** Provided records **
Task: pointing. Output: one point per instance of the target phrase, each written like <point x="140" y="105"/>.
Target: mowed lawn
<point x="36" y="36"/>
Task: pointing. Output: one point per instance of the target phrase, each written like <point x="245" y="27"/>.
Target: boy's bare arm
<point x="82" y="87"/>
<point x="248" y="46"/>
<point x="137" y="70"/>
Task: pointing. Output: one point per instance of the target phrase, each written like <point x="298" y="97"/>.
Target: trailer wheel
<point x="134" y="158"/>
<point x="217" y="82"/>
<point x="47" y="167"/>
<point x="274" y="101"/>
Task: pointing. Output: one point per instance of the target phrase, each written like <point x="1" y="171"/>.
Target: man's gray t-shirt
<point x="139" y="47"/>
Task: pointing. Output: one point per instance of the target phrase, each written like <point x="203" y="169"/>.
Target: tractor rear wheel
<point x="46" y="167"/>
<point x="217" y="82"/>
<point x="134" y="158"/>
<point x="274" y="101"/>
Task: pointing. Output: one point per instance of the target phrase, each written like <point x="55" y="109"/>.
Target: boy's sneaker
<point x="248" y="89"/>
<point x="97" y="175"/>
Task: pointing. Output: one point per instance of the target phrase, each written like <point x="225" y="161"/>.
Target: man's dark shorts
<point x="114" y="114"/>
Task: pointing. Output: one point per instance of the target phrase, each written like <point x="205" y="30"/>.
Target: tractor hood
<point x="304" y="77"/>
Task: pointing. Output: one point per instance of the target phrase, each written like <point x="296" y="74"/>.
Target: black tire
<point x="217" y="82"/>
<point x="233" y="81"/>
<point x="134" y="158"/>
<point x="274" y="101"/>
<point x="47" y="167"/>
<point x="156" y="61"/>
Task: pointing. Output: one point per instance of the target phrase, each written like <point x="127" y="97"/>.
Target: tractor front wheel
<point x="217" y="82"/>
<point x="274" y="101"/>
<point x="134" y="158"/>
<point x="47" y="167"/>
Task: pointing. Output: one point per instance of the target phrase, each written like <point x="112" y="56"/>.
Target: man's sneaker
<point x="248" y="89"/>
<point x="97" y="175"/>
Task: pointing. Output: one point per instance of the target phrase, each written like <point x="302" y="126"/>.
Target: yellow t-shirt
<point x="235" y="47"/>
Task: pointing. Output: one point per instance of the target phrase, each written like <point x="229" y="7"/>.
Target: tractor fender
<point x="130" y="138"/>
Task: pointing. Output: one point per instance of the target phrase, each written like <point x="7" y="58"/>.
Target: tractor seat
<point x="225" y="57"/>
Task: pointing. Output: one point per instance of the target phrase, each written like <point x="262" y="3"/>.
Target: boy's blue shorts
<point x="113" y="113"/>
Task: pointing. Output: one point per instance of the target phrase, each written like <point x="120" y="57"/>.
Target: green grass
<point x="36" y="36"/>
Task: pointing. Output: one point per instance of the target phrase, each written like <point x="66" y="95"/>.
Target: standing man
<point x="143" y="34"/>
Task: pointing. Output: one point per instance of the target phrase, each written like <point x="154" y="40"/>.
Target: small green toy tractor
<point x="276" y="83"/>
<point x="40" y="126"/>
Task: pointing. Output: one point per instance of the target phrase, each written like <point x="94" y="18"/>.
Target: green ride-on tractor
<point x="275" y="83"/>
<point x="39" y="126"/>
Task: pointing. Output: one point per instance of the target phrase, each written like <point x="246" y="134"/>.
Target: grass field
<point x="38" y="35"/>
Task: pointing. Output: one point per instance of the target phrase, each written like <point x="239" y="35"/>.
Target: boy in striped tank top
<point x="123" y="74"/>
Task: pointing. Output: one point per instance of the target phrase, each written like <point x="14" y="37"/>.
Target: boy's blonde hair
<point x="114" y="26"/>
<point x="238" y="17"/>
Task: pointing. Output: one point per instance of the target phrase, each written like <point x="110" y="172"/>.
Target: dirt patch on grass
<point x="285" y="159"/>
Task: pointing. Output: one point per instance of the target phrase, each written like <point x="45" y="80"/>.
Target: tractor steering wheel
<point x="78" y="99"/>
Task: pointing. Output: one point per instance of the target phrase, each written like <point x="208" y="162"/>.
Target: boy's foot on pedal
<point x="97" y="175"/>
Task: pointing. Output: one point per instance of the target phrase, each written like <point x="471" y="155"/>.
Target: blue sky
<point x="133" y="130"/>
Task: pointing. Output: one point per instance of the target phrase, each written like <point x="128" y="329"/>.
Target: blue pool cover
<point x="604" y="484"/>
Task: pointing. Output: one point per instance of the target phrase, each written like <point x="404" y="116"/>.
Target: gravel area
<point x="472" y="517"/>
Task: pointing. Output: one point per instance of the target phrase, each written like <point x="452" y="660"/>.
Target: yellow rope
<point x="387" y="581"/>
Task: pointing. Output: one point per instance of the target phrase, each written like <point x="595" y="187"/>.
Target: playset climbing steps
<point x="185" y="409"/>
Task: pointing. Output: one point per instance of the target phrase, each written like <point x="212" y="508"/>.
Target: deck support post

...

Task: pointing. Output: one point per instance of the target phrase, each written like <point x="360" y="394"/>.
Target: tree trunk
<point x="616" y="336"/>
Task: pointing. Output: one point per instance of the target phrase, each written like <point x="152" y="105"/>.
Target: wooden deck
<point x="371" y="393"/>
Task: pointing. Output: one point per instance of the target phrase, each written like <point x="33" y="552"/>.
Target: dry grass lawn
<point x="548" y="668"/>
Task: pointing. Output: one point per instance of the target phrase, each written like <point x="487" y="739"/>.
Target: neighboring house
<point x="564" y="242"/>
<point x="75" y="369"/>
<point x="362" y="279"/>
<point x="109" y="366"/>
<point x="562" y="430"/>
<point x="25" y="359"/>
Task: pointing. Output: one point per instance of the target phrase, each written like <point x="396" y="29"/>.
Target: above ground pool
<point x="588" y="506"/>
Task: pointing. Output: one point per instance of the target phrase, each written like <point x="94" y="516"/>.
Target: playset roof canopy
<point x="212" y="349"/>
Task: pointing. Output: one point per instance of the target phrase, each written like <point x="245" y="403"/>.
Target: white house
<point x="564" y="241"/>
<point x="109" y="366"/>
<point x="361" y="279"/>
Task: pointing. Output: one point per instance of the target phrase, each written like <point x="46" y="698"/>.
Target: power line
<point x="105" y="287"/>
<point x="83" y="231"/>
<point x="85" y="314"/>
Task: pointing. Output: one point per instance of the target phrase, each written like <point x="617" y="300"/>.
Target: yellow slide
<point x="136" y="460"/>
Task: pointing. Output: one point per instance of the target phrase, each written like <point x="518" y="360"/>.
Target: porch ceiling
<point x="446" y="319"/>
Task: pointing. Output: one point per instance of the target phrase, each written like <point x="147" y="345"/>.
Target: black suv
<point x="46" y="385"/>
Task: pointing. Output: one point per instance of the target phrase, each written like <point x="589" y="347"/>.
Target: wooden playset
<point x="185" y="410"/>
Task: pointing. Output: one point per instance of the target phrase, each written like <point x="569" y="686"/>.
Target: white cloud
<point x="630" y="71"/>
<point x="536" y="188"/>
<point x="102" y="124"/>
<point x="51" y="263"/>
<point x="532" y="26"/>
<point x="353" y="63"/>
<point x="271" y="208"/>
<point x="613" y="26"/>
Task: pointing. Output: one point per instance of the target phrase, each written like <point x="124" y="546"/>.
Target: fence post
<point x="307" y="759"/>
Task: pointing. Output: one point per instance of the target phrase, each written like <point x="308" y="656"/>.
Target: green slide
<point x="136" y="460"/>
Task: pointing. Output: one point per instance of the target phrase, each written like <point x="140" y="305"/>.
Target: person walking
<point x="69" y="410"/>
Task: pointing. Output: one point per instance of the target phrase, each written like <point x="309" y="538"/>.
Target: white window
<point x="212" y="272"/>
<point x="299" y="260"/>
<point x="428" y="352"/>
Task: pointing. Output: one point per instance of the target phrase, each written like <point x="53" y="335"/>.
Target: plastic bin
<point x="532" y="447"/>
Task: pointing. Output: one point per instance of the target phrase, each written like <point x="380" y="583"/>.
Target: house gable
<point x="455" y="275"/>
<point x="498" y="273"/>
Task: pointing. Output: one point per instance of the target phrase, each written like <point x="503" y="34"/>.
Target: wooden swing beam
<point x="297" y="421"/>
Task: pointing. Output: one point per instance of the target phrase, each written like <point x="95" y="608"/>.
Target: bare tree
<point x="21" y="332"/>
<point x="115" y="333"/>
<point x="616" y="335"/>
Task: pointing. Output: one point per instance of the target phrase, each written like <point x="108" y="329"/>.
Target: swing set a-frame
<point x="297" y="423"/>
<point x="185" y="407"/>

** Work request **
Taking the records above, retype every line from the one with "Target: boy's foot on pedal" down to the one with "Target: deck support post", exactly and with nothing else.

** Final answer **
Target: boy's foot on pedal
<point x="97" y="175"/>
Task: pointing. Output: one point per instance of the target phrase, each written like <point x="471" y="155"/>.
Target: blue sky
<point x="133" y="130"/>
Task: pointing. Output: one point per instance of the target phrase, each written like <point x="128" y="329"/>.
Target: blue pool cover
<point x="604" y="484"/>
Task: pointing. Output: one point per instance of the target phrase, each written like <point x="404" y="116"/>.
Target: gravel area
<point x="472" y="517"/>
Task: pointing. Output: one point per instance of the target phrase, each written like <point x="452" y="660"/>.
Target: yellow rope
<point x="387" y="581"/>
Task: pointing. Output: one point per instance of the target phrase, each written like <point x="595" y="187"/>.
Target: playset climbing steps
<point x="185" y="409"/>
Task: pointing. Output: one point per instance of the target phrase, each written like <point x="212" y="508"/>.
Target: deck support post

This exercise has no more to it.